Can you repeat word for word the part of the passage on reimagining organizations that starts at "What if we could" and ends at "in the past."?

▶ SELECTED EXCERPT
********************

What if we could step outside the way we think about organizations; what might we imagine? Imagining other ways of working together is a challenge because the images we consciously and unconsciously hold of organizations are powerful. Gareth Morgan, a professor at York University in Toronto, Canada, and a consultant on managing change in organizations, has tried to do that. His books Imaginization and Images of Organization have helped many people break out of the thought prisons to which their lives in the world of organizations have confined them. His message is simple: people cannot develop new ways of organizing themselves to listen and more effectively respond to the challenges they face while working with the images of organization and leadership they have relied on in the past.

This means that those of us concerned with church governance must seek to reimagine how people responsible for governing a congregation or other church body might order themselves if they truly seek to listen to God and more effectively carry out their work. Morgan suggests that if we are to really change, we must be willing to suspend our images of what organizations should look like and to explore new ways of organizing ourselves to do the critical work before us. He draws heavily on visual images that we do not normally associate with organizations, such as termites and spider plants. His purpose in picking such unusual imagery is to help us shake free of our thought constraints by asking us to look at other ways nature is organized.

********************

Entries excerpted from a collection
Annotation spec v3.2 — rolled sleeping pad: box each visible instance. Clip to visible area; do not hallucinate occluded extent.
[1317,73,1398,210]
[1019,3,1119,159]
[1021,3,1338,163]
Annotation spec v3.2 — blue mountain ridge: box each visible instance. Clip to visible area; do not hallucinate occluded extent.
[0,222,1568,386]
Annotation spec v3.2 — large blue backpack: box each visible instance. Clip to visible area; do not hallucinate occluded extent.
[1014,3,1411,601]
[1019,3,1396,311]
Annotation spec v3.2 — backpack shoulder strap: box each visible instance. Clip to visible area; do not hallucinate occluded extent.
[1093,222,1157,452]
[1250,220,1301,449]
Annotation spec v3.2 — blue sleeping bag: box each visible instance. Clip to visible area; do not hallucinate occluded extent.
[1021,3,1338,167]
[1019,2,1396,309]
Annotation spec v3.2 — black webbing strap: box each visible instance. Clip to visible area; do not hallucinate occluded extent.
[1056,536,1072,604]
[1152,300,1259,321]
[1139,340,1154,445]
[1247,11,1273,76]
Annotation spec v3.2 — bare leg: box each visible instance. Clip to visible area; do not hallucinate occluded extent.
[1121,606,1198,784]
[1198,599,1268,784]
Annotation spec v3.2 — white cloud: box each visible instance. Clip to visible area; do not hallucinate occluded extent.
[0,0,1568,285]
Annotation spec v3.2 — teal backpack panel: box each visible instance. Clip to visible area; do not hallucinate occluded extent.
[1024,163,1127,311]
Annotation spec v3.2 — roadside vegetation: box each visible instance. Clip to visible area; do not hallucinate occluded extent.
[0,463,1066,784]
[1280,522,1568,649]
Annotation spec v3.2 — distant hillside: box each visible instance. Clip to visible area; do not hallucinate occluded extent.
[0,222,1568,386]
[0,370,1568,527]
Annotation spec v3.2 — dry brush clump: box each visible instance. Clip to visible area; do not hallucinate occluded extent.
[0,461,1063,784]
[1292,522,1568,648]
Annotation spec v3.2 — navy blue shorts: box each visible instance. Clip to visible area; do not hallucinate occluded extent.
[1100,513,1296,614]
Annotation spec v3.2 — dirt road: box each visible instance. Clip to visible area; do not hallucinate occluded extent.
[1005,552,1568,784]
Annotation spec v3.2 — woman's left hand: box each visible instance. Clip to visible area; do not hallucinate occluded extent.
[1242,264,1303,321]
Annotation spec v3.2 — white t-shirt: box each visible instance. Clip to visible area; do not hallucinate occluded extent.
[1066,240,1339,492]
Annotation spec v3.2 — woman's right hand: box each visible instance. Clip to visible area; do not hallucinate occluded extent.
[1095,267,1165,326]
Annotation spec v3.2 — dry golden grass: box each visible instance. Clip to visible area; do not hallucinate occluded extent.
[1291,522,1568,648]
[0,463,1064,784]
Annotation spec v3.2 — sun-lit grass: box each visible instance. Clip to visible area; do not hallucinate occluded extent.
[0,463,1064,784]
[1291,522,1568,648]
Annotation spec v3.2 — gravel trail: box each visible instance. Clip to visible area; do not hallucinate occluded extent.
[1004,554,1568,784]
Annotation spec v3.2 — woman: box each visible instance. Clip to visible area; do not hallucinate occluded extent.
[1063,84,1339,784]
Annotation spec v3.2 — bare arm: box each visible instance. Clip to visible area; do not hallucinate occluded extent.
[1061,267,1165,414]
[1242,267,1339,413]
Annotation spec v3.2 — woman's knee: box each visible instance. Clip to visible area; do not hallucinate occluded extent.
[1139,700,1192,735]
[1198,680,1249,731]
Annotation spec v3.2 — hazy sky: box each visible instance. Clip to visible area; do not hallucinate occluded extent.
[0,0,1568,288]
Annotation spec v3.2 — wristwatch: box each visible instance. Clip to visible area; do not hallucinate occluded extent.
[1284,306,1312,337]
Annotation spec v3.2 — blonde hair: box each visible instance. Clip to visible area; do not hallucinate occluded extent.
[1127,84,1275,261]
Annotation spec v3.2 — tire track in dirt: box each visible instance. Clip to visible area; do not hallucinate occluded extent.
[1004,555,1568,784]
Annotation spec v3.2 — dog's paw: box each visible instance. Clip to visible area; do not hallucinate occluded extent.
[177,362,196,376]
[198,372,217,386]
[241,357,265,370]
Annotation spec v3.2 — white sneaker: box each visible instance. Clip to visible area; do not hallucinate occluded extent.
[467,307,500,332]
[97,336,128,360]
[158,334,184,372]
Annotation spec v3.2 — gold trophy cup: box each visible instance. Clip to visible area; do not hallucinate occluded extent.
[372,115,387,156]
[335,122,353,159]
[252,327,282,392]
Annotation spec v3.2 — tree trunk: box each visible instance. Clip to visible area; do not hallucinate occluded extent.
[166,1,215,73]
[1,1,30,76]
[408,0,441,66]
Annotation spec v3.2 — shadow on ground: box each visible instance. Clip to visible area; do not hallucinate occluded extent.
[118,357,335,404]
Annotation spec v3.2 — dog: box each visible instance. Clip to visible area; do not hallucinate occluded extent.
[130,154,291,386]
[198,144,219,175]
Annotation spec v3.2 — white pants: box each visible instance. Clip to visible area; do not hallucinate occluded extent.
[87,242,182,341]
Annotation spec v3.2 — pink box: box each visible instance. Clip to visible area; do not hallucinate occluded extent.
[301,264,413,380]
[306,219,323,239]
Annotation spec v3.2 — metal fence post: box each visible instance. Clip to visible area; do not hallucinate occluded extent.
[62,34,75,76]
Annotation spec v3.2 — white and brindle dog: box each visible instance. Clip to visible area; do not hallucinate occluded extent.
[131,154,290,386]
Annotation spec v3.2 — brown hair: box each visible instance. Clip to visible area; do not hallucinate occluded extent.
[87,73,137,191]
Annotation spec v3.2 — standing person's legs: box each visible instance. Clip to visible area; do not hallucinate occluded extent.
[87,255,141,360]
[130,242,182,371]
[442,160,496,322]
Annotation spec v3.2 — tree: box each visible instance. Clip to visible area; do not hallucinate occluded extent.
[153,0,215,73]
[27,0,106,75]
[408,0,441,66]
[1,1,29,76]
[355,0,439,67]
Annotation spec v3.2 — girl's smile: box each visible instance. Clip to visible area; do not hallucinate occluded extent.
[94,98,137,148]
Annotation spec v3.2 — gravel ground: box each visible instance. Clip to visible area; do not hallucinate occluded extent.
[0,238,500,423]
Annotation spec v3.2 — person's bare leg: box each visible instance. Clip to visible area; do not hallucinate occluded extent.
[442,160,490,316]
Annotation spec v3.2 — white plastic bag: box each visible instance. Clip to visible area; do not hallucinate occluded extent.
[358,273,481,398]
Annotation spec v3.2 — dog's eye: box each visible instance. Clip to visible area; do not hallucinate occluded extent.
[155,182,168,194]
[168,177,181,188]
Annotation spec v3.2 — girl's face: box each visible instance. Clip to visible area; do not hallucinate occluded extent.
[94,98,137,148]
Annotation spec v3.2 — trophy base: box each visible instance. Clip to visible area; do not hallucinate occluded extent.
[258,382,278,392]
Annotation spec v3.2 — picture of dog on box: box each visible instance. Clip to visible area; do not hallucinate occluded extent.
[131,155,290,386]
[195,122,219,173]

********************

▶ FINAL RESULT
What if we could step outside the way we think about organizations; what might we imagine? Imagining other ways of working together is a challenge because the images we consciously and unconsciously hold of organizations are powerful. Gareth Morgan, a professor at York University in Toronto, Canada, and a consultant on managing change in organizations, has tried to do that. His books Imaginization and Images of Organization have helped many people break out of the thought prisons to which their lives in the world of organizations have confined them. His message is simple: people cannot develop new ways of organizing themselves to listen and more effectively respond to the challenges they face while working with the images of organization and leadership they have relied on in the past.